──────── Record extracts ────────
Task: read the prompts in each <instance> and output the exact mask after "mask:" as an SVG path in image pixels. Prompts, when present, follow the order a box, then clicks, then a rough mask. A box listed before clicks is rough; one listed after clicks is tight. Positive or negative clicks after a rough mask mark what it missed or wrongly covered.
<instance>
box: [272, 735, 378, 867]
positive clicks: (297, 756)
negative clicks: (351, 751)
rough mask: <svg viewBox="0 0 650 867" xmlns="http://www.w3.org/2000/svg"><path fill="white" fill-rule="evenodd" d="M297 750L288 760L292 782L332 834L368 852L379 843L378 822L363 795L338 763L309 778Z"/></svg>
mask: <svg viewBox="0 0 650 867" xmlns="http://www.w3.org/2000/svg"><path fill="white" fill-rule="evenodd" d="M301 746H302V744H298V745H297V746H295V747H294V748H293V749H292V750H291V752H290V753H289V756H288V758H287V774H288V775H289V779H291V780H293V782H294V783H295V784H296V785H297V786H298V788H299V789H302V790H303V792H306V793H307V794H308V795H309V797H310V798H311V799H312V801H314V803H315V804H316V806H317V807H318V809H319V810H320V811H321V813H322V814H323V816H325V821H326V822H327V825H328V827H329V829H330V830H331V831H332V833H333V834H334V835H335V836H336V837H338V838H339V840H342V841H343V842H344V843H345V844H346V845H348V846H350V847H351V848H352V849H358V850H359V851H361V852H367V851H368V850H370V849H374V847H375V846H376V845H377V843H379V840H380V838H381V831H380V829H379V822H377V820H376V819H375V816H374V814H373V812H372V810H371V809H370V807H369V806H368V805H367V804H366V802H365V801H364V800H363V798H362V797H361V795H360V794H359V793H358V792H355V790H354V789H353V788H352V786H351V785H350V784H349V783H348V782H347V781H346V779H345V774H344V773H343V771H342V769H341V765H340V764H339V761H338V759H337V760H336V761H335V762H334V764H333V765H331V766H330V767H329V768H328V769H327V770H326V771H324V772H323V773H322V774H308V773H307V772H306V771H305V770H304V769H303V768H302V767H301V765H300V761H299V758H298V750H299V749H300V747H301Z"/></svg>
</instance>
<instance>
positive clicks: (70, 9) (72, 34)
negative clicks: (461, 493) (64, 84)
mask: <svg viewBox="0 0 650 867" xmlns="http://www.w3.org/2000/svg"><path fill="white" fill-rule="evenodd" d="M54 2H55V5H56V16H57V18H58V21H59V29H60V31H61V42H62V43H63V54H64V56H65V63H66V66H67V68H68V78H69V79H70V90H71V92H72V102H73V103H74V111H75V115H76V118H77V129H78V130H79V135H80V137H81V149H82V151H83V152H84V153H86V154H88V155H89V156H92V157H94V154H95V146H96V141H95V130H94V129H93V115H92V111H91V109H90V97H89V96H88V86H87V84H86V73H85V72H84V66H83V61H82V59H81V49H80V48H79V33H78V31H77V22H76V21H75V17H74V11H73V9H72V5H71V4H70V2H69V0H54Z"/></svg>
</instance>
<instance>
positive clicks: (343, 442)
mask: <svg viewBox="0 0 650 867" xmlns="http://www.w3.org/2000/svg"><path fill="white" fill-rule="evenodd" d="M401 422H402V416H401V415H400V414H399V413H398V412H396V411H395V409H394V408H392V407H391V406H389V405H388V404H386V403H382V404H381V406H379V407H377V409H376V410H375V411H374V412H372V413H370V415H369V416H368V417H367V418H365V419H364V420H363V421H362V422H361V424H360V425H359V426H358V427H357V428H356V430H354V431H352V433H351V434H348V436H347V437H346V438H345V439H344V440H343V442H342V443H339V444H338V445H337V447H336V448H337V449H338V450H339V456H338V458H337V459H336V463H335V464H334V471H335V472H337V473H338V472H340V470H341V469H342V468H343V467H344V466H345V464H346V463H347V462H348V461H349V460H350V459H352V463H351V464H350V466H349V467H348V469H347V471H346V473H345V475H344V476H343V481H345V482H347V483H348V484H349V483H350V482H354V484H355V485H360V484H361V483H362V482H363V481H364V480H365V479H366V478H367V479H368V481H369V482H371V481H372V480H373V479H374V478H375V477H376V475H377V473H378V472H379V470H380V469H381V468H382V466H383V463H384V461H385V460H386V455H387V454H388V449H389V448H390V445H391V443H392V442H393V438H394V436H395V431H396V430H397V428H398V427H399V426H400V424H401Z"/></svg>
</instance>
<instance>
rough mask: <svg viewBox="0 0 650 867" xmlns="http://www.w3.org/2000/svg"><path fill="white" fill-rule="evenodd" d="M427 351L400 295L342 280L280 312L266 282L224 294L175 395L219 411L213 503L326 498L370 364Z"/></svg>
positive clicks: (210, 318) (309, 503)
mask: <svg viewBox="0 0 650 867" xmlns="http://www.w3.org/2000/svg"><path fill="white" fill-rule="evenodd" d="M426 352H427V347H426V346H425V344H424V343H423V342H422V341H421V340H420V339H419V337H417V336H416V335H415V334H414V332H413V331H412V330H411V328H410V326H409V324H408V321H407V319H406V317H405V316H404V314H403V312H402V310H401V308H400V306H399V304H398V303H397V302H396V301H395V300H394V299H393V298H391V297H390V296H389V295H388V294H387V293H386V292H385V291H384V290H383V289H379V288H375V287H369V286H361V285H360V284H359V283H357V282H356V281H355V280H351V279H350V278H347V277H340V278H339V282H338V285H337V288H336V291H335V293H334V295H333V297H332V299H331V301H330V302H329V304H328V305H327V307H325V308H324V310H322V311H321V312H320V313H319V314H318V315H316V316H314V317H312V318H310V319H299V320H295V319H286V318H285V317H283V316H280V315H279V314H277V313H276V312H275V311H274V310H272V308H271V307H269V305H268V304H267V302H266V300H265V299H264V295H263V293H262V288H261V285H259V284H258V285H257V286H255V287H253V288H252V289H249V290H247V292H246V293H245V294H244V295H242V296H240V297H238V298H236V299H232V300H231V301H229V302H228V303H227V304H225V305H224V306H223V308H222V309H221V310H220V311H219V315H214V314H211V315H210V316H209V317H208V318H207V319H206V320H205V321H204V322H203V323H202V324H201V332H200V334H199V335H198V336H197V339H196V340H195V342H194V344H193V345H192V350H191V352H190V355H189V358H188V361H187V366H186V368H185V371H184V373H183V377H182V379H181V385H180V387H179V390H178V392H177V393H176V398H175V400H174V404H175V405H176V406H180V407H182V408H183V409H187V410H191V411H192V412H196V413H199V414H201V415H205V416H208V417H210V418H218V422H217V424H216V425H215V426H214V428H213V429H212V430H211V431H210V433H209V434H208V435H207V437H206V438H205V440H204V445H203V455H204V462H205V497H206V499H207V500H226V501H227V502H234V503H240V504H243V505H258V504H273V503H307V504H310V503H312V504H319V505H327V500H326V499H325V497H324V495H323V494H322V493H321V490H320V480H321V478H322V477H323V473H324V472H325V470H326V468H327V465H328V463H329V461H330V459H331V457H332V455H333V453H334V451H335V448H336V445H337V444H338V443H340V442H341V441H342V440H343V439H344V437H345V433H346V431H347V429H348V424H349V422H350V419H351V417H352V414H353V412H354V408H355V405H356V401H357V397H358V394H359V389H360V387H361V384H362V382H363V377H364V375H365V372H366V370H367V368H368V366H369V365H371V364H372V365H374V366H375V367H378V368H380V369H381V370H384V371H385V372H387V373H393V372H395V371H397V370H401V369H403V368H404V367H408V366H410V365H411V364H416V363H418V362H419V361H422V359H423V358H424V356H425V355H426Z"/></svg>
────────
## Exercise goal
Line by line, please copy the records above exactly.

## Result of the task
Task: read the prompts in each <instance> and output the exact mask after "mask:" as an SVG path in image pixels. Prompts, when present, follow the order a box, then clicks, then a rough mask. A box listed before clicks is rough; one listed after clicks is tight. Positive or negative clicks after a rough mask mark what it missed or wrongly covered.
<instance>
box: [272, 735, 378, 867]
positive clicks: (297, 756)
negative clicks: (351, 751)
rough mask: <svg viewBox="0 0 650 867" xmlns="http://www.w3.org/2000/svg"><path fill="white" fill-rule="evenodd" d="M297 750L288 760L292 782L332 834L368 852L379 843L378 822L363 795L338 763L309 778Z"/></svg>
mask: <svg viewBox="0 0 650 867" xmlns="http://www.w3.org/2000/svg"><path fill="white" fill-rule="evenodd" d="M301 746H302V744H298V745H297V746H295V747H294V748H293V749H292V750H291V752H290V753H289V756H288V758H287V774H288V775H289V779H291V780H293V782H294V783H295V784H296V785H297V786H298V788H299V789H302V790H303V792H306V793H307V794H308V795H309V797H310V798H311V799H312V801H314V803H315V804H316V806H317V807H318V809H319V810H320V811H321V813H322V814H323V816H325V821H326V822H327V825H328V827H329V829H330V830H331V831H332V833H333V834H334V835H335V836H336V837H338V838H339V840H342V841H343V842H344V843H345V844H346V845H348V846H350V847H351V848H352V849H358V850H359V851H361V852H367V851H368V850H370V849H374V847H375V846H376V845H377V843H379V840H380V838H381V831H380V829H379V822H377V820H376V819H375V816H374V814H373V812H372V810H371V809H370V807H369V806H368V805H367V804H366V802H365V801H364V800H363V798H362V797H361V795H360V794H359V793H358V792H355V790H354V789H353V788H352V786H351V785H350V784H349V783H348V782H347V781H346V779H345V774H344V773H343V771H342V769H341V765H340V764H339V761H338V759H337V760H336V761H335V762H334V764H333V765H331V766H330V767H329V768H328V769H327V770H326V771H324V772H323V773H322V774H308V773H307V772H306V771H305V770H304V769H303V768H302V767H301V765H300V761H299V758H298V750H299V749H300V747H301Z"/></svg>
</instance>
<instance>
positive clicks: (70, 9) (72, 34)
negative clicks: (461, 493) (64, 84)
mask: <svg viewBox="0 0 650 867" xmlns="http://www.w3.org/2000/svg"><path fill="white" fill-rule="evenodd" d="M54 2H55V5H56V16H57V18H58V21H59V29H60V31H61V42H62V43H63V54H64V56H65V63H66V66H67V68H68V78H69V79H70V90H71V92H72V102H73V103H74V111H75V115H76V118H77V129H78V130H79V135H80V137H81V149H82V151H83V152H84V153H86V154H88V155H89V156H92V157H94V154H95V146H96V141H95V130H94V129H93V115H92V111H91V109H90V97H89V96H88V86H87V84H86V73H85V72H84V66H83V61H82V59H81V49H80V48H79V33H78V31H77V22H76V21H75V17H74V11H73V9H72V5H71V4H70V2H69V0H54Z"/></svg>
</instance>
<instance>
positive clicks: (343, 442)
mask: <svg viewBox="0 0 650 867" xmlns="http://www.w3.org/2000/svg"><path fill="white" fill-rule="evenodd" d="M401 422H402V416H401V415H400V414H399V413H398V412H396V411H395V409H394V408H392V407H391V406H389V405H388V404H386V403H382V404H381V406H379V407H377V409H376V410H375V411H374V412H372V413H370V415H369V416H368V417H367V418H365V419H364V420H363V421H362V422H361V424H360V425H359V426H358V427H357V428H356V430H354V431H352V433H351V434H348V436H347V437H346V438H345V439H344V440H343V442H342V443H339V444H338V445H337V447H336V448H337V449H338V450H339V456H338V458H337V459H336V463H335V464H334V471H335V472H337V473H338V472H340V470H341V469H342V468H343V467H344V466H345V464H346V463H347V462H348V461H349V460H350V459H352V463H351V464H350V466H349V467H348V469H347V471H346V473H345V475H344V476H343V481H345V482H347V483H348V484H349V483H350V482H354V484H355V485H360V484H361V483H362V482H363V481H364V480H365V479H366V478H367V479H368V481H369V482H371V481H372V480H373V479H374V478H375V477H376V475H377V473H378V472H379V470H380V469H381V468H382V466H383V463H384V461H385V460H386V455H387V454H388V449H389V448H390V445H391V443H392V442H393V438H394V436H395V431H396V430H397V428H398V427H399V426H400V424H401Z"/></svg>
</instance>
<instance>
rough mask: <svg viewBox="0 0 650 867" xmlns="http://www.w3.org/2000/svg"><path fill="white" fill-rule="evenodd" d="M427 351L400 295L342 280L280 312L266 282L224 294L175 395L219 411L213 503L326 498L370 364Z"/></svg>
positive clicks: (210, 318) (309, 503)
mask: <svg viewBox="0 0 650 867" xmlns="http://www.w3.org/2000/svg"><path fill="white" fill-rule="evenodd" d="M426 352H427V347H426V346H425V344H424V343H423V342H422V341H421V340H420V339H419V337H417V336H416V335H415V334H414V332H413V331H412V330H411V328H410V326H409V324H408V321H407V319H406V317H405V316H404V314H403V312H402V310H401V308H400V306H399V304H398V303H397V302H396V301H395V300H394V299H393V298H391V297H390V296H389V295H388V294H387V293H386V292H385V291H384V290H383V289H379V288H375V287H369V286H361V285H360V284H359V283H357V282H356V281H355V280H351V279H350V278H347V277H340V278H339V282H338V285H337V288H336V291H335V293H334V295H333V297H332V299H331V301H330V302H329V304H328V305H327V307H325V308H324V310H322V311H321V312H320V313H319V314H318V315H316V316H314V317H312V318H310V319H299V320H295V319H286V318H285V317H283V316H280V315H279V314H277V313H276V312H275V311H274V310H272V308H271V307H269V305H268V304H267V302H266V300H265V299H264V295H263V293H262V288H261V285H259V284H258V285H257V286H255V287H253V288H252V289H249V290H247V292H246V293H245V294H244V295H242V296H240V297H238V298H236V299H232V300H231V301H229V302H228V303H227V304H225V305H224V306H223V308H222V309H221V310H220V311H219V315H214V314H211V315H210V316H209V317H208V318H207V319H206V320H205V321H204V322H203V323H202V324H201V332H200V334H199V335H198V336H197V339H196V340H195V342H194V344H193V345H192V350H191V352H190V355H189V358H188V361H187V366H186V368H185V371H184V373H183V377H182V379H181V385H180V387H179V390H178V392H177V393H176V398H175V400H174V404H175V405H176V406H180V407H182V408H183V409H187V410H191V411H192V412H196V413H199V414H201V415H205V416H208V417H210V418H218V422H217V424H216V425H215V426H214V428H213V429H212V430H211V431H210V433H209V434H208V435H207V437H206V438H205V440H204V445H203V455H204V462H205V497H206V499H207V500H226V501H227V502H234V503H240V504H243V505H258V504H273V503H307V504H310V503H312V504H319V505H327V500H326V499H325V497H324V495H323V494H322V493H321V490H320V480H321V478H322V477H323V473H324V472H325V470H326V468H327V465H328V463H329V461H330V459H331V457H332V455H333V453H334V451H335V448H336V445H337V444H338V443H340V442H341V441H342V440H343V439H344V437H345V433H346V431H347V429H348V424H349V422H350V419H351V417H352V414H353V412H354V408H355V405H356V401H357V397H358V394H359V389H360V387H361V384H362V382H363V377H364V375H365V372H366V370H367V368H368V366H369V365H371V364H372V365H374V366H375V367H378V368H380V369H381V370H384V371H385V372H387V373H393V372H395V371H397V370H401V369H403V368H404V367H408V366H410V365H411V364H416V363H418V362H419V361H422V359H423V358H424V356H425V355H426Z"/></svg>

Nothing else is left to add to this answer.